### Short exercise
Transcribe each record exactly. Include every one.

[Named object pointing entries]
# # # # #

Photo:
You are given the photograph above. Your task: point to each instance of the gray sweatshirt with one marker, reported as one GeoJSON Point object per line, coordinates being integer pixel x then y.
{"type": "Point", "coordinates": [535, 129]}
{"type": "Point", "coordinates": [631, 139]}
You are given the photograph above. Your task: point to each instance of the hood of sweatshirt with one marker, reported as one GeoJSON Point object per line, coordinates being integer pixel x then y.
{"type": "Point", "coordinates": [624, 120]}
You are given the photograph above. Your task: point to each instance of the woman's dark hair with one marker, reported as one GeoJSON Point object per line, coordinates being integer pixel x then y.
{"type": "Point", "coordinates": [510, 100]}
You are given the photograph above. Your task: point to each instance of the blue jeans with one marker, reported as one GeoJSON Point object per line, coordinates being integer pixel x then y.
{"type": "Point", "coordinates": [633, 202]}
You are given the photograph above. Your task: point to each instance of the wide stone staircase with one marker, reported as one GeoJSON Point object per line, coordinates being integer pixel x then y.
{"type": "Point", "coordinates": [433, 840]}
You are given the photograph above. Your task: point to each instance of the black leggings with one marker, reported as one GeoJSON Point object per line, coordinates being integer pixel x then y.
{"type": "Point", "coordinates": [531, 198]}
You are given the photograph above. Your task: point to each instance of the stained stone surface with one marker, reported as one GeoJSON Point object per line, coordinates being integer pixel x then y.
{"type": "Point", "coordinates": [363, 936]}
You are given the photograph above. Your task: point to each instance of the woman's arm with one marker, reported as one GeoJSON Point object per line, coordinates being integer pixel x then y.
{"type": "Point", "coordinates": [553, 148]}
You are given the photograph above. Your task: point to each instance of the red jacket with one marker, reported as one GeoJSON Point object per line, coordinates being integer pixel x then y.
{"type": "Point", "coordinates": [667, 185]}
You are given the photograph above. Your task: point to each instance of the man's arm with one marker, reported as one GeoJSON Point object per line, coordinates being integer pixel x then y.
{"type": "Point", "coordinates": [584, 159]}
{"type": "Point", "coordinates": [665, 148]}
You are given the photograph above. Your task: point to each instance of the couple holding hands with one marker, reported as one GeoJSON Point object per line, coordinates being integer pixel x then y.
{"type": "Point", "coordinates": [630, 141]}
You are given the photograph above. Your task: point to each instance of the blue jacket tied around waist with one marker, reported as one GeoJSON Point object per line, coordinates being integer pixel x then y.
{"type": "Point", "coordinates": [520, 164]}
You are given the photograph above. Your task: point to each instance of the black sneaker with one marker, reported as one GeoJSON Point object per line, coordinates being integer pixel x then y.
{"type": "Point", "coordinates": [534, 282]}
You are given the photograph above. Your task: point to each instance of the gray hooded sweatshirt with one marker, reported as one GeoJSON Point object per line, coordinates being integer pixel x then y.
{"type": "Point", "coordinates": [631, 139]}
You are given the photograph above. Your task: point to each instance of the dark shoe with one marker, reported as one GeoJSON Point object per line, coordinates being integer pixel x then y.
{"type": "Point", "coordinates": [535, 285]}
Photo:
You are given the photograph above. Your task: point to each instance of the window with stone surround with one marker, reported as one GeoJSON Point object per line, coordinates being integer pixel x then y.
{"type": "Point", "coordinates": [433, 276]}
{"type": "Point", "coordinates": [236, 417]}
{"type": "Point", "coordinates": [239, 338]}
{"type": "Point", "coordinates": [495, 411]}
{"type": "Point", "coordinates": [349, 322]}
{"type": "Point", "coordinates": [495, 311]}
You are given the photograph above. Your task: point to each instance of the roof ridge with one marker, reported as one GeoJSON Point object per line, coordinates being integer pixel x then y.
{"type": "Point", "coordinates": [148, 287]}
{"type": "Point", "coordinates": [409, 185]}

# # # # #

### Response for this exercise
Photo:
You are given the photograph above. Your task: point to each instance of the gray sweatshirt with one marker, reported as one GeoJSON Point object per line, coordinates being integer pixel x then y.
{"type": "Point", "coordinates": [535, 129]}
{"type": "Point", "coordinates": [631, 139]}
You are given the photograph above. Your task: point to each instance of the hood of sweatshirt with one marker, reported as one GeoJSON Point object per line, coordinates being integer pixel x then y.
{"type": "Point", "coordinates": [624, 120]}
You are given the photograph above. Your task: point to each instance of the woman's dark hair with one marker, reported as one GeoJSON Point object per line, coordinates being integer pixel x then y.
{"type": "Point", "coordinates": [510, 100]}
You are given the photograph above. Your task: point to each instance of the blue jeans with one marker, reported as one GeoJSON Point object per line, coordinates being integer pixel x then y.
{"type": "Point", "coordinates": [633, 202]}
You are given the photograph above. Your task: point to each instance of the wide stone staircase with one marker, reported as one GeoJSON Point object per line, coordinates being integer pixel x then y.
{"type": "Point", "coordinates": [433, 840]}
You are given the photograph above. Your task: point to each instance of the black leggings with one marker, reported as one GeoJSON Point object per line, coordinates being integer pixel x then y.
{"type": "Point", "coordinates": [531, 198]}
You are given the photograph above. Your task: point to each instance of the stained stone surface with one marker, reported as one GeoJSON Point object per line, coordinates being integer pixel x then y.
{"type": "Point", "coordinates": [363, 936]}
You are given the photograph above. Your task: point to each instance of the woman's arm with one marker, reported as one GeoJSON Point object per line, coordinates being integer pixel x then y.
{"type": "Point", "coordinates": [553, 148]}
You are given the photograph above. Your task: point to each instance of the red jacket with one marker, reported as one GeoJSON Point object per line, coordinates being integer pixel x then y.
{"type": "Point", "coordinates": [667, 185]}
You are given the photograph above. Your task: point to each instance of the man's arm with one marker, reported as one GeoJSON Point object per line, coordinates being integer pixel x then y.
{"type": "Point", "coordinates": [584, 159]}
{"type": "Point", "coordinates": [665, 148]}
You are given the photograph above. Your task: point to each instance of the couple holding hands with one marker, reported as one GeoJSON Point object per line, coordinates being integer pixel x then y.
{"type": "Point", "coordinates": [630, 141]}
You are given the photograph above. Your task: point to each instance of the blue jacket tied around waist with one marker, reported as one GeoJSON Point object per line, coordinates being integer pixel x then y.
{"type": "Point", "coordinates": [520, 164]}
You are given the photograph above. Your task: point to each instance of the black sneaker with one marker, reported as one GeoJSON Point object per line, coordinates being integer pixel x then y.
{"type": "Point", "coordinates": [534, 282]}
You are given the photograph above. Your task: point to each instance of the gray hooded sweatshirt with one marker, reported as one GeoJSON Point object per line, coordinates being integer pixel x then y.
{"type": "Point", "coordinates": [631, 139]}
You are given the photograph above. Your task: point to each instance of the dark shoe with one marker, reported as one GeoJSON Point object per line, coordinates being integer pixel x then y.
{"type": "Point", "coordinates": [535, 285]}
Photo:
You are given the photograph above. Your task: point to each instance of the window with stone surround with one marker, reported as one GeoJSON Point object per line, coordinates being integer pixel x then y.
{"type": "Point", "coordinates": [433, 276]}
{"type": "Point", "coordinates": [236, 417]}
{"type": "Point", "coordinates": [239, 338]}
{"type": "Point", "coordinates": [495, 411]}
{"type": "Point", "coordinates": [349, 322]}
{"type": "Point", "coordinates": [495, 311]}
You are given the photograph above. Your task: point to each instance of the roof ridge with one marker, reported as one GeoJSON Point object per line, coordinates being integer pixel x then y.
{"type": "Point", "coordinates": [148, 287]}
{"type": "Point", "coordinates": [409, 185]}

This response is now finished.